> **TEXT PASSAGE**
The humble jellyfish has inspired yet another material advancement: a waterproof, self-healing skin.
The green glow produced by certain jellyfish proteins famously revolutionised biological imaging in the 1990s. Now, this humble sea creature has inspired researchers in Singapore to develop a waterproof, self-healing skin that could make smartphones more water resistant and let soft robots venture underwater.
According to Assistant Professor Benjamin Tee from the National University of Singapore (NUS), many existing self-healing materials are not transparent and are unable to function well in wet conditions.
“These drawbacks make them less useful for electronic applications such as touch-screens, which often need to be used in wet weather conditions,” Tee explained in a media release.
Tee has considerable experience in developing electronic skins, and was part of the team that pioneered self-healing electronic skin sensors in 2012.
Identifying that the properties they were seeking had already been perfected by jellyfish, Tee’s research team investigated how they could construct an artificial material that mimicked its nature – with the added feature of touch sensitivity.
Staying in shape
Tee’s electronic skin, which graced the cover of Nature Electronics in February, combines a fluorine-rich ionic liquid with a fluorocarbon-based polymer. The researchers explained that the reversible ion-dipole interactions between the liquid and polymer give the material its self-healing properties.
Another useful property is its ability to maintain the same shape in a wide variety of conditions. Tee said that most conductive flexible materials (including hydrogels) swell underwater.
“What makes our material different is that it can retain its shape in both wet and dry surroundings. It works well in sea water and even in acidic or alkaline environments,” he added.
The material can be 3D printed, which the researchers said could make it useful in developing transparent circuit boards for soft robotics. Opening up the marine realm to soft robots could be useful in applications ranging from undersea exploration to collecting biological samples. It could also expand the capabilities of autonomous underwater vehicles.
Tee added that the material’s self-healing properties have the potential to reduce e-waste from discarded mobile devices.
“We are hoping to create a future where electronic devices made from intelligent materials can perform self-repair functions to reduce the amount of electronic waste in the world,” he explained.

> **DATA EXTRACT**
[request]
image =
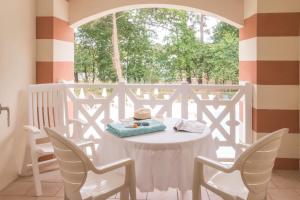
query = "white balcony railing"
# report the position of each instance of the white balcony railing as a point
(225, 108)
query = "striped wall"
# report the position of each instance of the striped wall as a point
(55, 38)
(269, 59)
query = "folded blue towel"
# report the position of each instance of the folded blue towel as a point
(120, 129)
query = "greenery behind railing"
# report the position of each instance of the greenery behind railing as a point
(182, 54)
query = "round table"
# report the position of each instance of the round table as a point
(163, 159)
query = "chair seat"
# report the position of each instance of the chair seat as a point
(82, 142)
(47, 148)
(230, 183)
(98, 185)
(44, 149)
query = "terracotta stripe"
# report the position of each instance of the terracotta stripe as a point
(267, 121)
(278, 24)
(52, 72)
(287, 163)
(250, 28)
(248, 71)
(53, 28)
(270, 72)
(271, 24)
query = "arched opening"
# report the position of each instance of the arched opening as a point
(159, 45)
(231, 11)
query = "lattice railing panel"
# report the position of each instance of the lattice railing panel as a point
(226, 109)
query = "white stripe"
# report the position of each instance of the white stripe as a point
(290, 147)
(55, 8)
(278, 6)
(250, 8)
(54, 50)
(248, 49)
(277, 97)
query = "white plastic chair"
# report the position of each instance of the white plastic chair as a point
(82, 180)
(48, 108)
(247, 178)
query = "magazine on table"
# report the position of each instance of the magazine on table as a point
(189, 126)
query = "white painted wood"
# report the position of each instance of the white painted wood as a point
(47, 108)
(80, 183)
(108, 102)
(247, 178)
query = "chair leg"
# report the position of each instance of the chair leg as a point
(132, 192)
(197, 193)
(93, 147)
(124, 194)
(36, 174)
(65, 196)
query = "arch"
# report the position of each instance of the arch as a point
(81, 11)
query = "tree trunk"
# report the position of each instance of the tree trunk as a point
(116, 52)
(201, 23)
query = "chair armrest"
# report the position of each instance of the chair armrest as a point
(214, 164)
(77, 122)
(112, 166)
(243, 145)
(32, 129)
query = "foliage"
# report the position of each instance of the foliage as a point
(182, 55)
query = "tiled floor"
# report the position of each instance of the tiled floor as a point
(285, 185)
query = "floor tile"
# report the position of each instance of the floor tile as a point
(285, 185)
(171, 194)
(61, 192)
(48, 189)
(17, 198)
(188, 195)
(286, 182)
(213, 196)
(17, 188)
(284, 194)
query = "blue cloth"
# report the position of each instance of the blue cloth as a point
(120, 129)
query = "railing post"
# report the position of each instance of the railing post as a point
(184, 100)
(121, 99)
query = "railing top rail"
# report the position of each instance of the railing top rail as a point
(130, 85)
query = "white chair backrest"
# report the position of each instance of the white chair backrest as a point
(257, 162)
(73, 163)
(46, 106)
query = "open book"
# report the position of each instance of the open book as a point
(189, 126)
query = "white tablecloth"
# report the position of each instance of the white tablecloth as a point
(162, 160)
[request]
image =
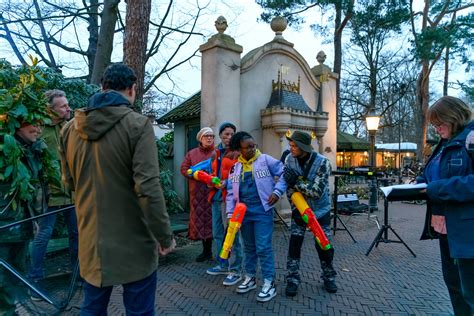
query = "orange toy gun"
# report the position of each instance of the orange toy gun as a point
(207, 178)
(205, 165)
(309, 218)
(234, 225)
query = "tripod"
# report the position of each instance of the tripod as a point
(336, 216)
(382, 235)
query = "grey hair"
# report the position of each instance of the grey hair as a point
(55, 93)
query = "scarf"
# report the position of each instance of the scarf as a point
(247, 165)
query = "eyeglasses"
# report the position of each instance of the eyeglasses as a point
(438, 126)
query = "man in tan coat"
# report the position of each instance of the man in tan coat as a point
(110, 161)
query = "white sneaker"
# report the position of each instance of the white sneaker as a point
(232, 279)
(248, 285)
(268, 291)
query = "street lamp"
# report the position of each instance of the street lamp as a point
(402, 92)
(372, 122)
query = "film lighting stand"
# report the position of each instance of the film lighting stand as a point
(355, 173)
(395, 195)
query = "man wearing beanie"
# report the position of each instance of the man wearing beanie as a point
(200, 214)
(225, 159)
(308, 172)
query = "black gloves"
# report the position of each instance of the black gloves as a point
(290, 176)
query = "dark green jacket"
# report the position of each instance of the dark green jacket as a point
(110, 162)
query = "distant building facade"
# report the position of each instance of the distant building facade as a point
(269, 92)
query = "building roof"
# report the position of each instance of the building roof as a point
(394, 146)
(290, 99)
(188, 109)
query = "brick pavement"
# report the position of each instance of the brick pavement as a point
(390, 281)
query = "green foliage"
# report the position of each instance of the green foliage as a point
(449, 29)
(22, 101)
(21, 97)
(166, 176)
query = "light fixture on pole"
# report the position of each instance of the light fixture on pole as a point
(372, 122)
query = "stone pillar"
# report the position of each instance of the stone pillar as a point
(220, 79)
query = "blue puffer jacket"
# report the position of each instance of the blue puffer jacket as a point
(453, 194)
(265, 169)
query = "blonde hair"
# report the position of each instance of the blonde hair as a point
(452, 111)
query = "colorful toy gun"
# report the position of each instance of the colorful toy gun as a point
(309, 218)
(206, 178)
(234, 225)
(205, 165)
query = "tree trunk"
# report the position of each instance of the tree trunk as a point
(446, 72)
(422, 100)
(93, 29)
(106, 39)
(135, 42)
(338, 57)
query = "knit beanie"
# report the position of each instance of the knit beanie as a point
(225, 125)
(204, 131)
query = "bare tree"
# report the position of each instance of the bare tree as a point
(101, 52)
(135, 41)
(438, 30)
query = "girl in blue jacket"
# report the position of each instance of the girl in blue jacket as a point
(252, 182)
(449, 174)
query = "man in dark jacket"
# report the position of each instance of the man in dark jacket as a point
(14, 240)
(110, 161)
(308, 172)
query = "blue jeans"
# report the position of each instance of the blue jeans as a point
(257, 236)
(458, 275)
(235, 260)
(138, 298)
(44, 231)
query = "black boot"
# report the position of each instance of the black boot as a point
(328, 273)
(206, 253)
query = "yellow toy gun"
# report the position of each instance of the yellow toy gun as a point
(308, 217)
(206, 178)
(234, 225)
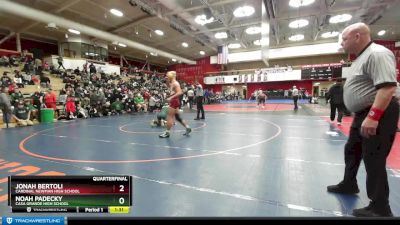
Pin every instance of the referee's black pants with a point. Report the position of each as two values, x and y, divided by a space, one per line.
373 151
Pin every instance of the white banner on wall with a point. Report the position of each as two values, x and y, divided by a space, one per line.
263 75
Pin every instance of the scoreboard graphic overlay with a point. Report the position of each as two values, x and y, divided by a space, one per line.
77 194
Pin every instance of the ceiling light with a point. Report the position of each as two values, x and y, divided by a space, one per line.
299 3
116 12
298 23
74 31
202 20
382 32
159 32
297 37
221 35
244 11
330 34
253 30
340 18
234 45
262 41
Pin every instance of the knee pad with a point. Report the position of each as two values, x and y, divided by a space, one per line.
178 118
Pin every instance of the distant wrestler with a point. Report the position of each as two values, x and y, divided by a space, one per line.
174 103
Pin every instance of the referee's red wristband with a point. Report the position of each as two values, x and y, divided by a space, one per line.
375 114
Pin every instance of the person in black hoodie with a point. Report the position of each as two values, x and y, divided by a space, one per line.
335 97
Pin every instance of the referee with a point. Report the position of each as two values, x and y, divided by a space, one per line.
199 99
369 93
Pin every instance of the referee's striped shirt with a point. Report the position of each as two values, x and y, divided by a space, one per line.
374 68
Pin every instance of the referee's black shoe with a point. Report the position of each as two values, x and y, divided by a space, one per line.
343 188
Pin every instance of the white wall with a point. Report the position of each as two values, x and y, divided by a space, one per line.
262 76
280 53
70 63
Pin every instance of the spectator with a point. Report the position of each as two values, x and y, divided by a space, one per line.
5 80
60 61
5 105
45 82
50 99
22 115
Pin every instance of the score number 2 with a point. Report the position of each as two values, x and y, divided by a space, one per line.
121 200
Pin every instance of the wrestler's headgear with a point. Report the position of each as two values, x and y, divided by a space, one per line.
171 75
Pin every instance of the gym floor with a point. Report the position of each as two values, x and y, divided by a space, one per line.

> **EXERCISE DESCRIPTION**
Can you rewrite the part of the article that opens with the words containing "The green glow" and closes with "a media release.", putting "displays" wherever "touch-screens" appears? Draw only on the article, not on the records.

> **ANSWER TO THE PROBLEM**
The green glow produced by certain jellyfish proteins famously revolutionised biological imaging in the 1990s. Now, this humble sea creature has inspired researchers in Singapore to develop a waterproof, self-healing skin that could make smartphones more water resistant and let soft robots venture underwater.
According to Assistant Professor Benjamin Tee from the National University of Singapore (NUS), many existing self-healing materials are not transparent and are unable to function well in wet conditions.
“These drawbacks make them less useful for electronic applications such as displays, which often need to be used in wet weather conditions,” Tee explained in a media release.